(Collection entries)
+ + +
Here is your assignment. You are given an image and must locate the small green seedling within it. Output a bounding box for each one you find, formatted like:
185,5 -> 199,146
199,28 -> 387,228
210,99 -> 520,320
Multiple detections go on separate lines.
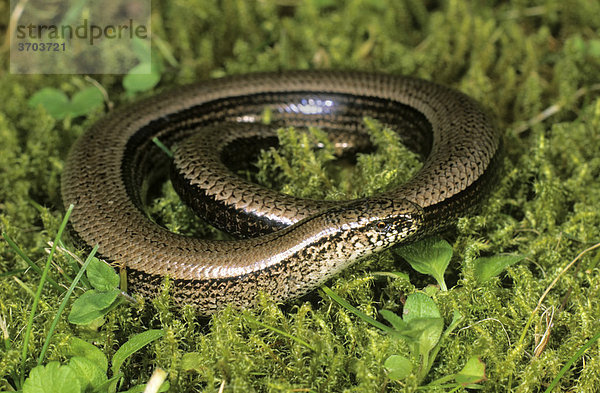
397,237 -> 453,290
68,257 -> 123,326
122,39 -> 162,95
322,286 -> 485,388
380,293 -> 467,384
21,332 -> 167,393
473,254 -> 525,283
397,237 -> 524,288
3,206 -> 164,392
28,86 -> 104,120
122,62 -> 161,95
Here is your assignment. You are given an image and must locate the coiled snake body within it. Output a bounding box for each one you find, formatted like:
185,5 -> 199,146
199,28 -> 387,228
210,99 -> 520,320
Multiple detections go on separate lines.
62,71 -> 502,314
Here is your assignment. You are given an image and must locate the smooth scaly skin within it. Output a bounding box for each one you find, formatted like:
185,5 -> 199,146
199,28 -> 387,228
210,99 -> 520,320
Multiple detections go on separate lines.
61,71 -> 502,314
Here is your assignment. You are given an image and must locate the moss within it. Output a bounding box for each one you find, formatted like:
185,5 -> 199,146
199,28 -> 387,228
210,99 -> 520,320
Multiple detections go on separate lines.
254,119 -> 421,200
2,0 -> 600,391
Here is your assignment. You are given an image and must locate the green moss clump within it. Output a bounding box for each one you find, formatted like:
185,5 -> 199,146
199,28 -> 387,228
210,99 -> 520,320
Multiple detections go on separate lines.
255,119 -> 421,200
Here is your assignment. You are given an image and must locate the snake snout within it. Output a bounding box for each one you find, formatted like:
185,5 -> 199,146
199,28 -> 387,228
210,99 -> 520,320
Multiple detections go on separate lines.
329,197 -> 424,250
369,197 -> 424,243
+ + +
PROBLEM DETAILS: Please transcribe every record above exactly as written, leaving out the pictures.

EXERCISE RESPONSE:
Here is your assignment. You are given an image and must locate the small green seedling within it. Output a bounding box for each one you find, formatted like:
185,5 -> 199,146
199,28 -> 387,228
210,99 -> 520,320
Multiple detections go on separate lines.
397,237 -> 453,290
68,257 -> 123,326
122,39 -> 162,95
322,286 -> 485,388
380,293 -> 467,384
21,332 -> 167,393
473,254 -> 525,283
397,237 -> 524,288
3,206 -> 164,392
28,86 -> 104,120
122,62 -> 161,95
Here is your assignment. You are given an image and must locate the coiled snake body within it. Output a bounding box for each one you find, formatted like:
185,5 -> 199,146
199,28 -> 387,228
210,99 -> 520,320
Multiple detections go on separate lines.
62,71 -> 502,314
Here is your assignment. You are given an image and must locate the smooth scaly skin within it. Output a bounding box for each one you find, formatted like:
185,5 -> 199,146
199,28 -> 387,228
210,99 -> 520,320
Multiple detections go on separate lines.
61,71 -> 502,314
Here is your assignment. You are given an image and must locate the moss within it. Output a bounding box for each one you find, formatted like:
185,5 -> 199,146
199,28 -> 387,228
210,99 -> 520,320
Multiple detections go on separate lines.
254,119 -> 421,200
2,0 -> 600,391
Here is your assignment. You are given an image and must locate the green moss clump within it. Output a bounding box for each one you find, formatted like:
185,5 -> 199,146
199,28 -> 387,228
210,99 -> 520,320
Multiple detections go on separate lines.
255,119 -> 421,200
Here is your assignment. You are given an image and must locate the snake snout within it. Output a bounding box for each one you find, formatted like:
185,5 -> 199,146
199,28 -> 387,228
210,99 -> 520,320
Multiple detections go on separate lines.
329,197 -> 424,250
369,197 -> 424,243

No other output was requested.